# START OF SOURCE

I’ve been watching a lot of Italian movies recently. At the end you get a title card that just says “FINE” I know this means “the end,” but it still sounds … sarcastic. The all-caps even makes it sarcastic loud. “And then everyone died. FINE.” Or maybe it’s that tone where someone asks you if you are OK but you’re not really OK and so your attempts to deflect come off sounding defensive. “How are you doing?” “Oh, I’m fine.” Well, 2021 is over. Fine.
According to Letterboxd I’ve watched 272 movies this year, or a little more than five a week. Here, I’ve added Forty-three reviews — little less than one a week. This makes sense; it often takes me several hours to research, write, revise, and post each review. I wanted to talk about a lot more movies than I had time for. I may yet get to them.
Elvira’s Haunted Hills got an excellent release. And I need you to understand that Frankenhooker’s greatest asset is Penthouse Pet Patty Mullen — but for her impeccable comedic timing. We’ll get there. I’d say we’d get there faster if you join my patreon but:
- I don’t have a Patreon
- That would be a lie anyway
- My ego doesn’t need the hit from no-one joining my Patreon.
Here, then, are some highlights from this year.
Llamageddon
The greatest surprise for me this year was 2015’s Llamageddon. This is a movie that looks very much like a bunch of college students from Miami of Ohio had a house party and decided to shoot a movie more or less accidentally. It is my every technical measure an abject failure and I love the dickens out of it because everyone is having so much fun.

# END OF SOURCE

TASKS TO COMPLETE.
(1) Answer these questions using the movie blog post above.
(a) What word appears on the title card at the end of the Italian movies?
(b) How many movies did the writer watch this year, according to Letterboxd?
(c) In what year was Llamageddon released?
(2) Using the movie blog post above, explain why the writer posted far fewer reviews than the number of movies watched.

# START OF SUPPLIED ENTRIES

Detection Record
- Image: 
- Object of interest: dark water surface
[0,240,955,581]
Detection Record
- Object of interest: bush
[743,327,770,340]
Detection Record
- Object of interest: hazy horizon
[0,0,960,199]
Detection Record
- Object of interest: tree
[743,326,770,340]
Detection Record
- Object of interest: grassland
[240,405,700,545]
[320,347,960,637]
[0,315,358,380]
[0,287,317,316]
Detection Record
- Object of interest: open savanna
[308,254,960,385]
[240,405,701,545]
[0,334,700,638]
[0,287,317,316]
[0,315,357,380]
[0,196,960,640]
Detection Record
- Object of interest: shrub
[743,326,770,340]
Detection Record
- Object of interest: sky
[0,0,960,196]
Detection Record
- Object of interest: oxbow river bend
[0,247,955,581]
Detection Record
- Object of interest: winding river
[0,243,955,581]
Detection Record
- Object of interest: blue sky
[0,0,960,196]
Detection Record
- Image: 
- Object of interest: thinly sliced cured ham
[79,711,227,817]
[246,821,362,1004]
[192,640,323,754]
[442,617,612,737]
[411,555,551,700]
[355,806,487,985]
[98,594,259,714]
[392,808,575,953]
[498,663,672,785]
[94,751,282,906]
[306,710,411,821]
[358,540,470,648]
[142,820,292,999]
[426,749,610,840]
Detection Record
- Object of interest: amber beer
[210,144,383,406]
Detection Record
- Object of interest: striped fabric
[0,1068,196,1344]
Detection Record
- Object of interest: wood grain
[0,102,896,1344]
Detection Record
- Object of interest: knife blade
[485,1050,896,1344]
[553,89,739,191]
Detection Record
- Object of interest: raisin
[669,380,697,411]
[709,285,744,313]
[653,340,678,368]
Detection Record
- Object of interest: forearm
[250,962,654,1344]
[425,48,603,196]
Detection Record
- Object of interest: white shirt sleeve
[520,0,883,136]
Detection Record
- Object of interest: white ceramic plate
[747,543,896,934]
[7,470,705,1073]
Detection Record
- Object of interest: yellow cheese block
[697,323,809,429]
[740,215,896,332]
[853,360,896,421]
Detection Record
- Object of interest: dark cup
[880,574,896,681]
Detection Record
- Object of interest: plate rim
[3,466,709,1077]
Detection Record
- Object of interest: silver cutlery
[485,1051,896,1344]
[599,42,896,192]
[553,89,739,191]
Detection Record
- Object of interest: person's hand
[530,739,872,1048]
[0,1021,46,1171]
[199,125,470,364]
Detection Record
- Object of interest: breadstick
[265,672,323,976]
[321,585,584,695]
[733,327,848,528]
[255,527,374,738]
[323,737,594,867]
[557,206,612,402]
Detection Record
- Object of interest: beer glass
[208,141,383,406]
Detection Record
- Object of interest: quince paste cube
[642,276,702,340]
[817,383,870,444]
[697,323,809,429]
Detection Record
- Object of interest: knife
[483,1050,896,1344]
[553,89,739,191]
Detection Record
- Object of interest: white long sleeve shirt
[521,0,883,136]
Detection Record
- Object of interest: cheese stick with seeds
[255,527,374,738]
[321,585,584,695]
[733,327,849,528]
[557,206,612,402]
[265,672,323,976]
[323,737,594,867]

# END OF SUPPLIED ENTRIES

ANSWERS FOR THE EXERCISE.
(1)
(a) FINE
(b) 272
(c) 2015

(2) Each review often takes the writer several hours to research, write, revise, and post. As a result, the writer posted only forty-three reviews, a little less than one a week, while watching a little more than five movies a week.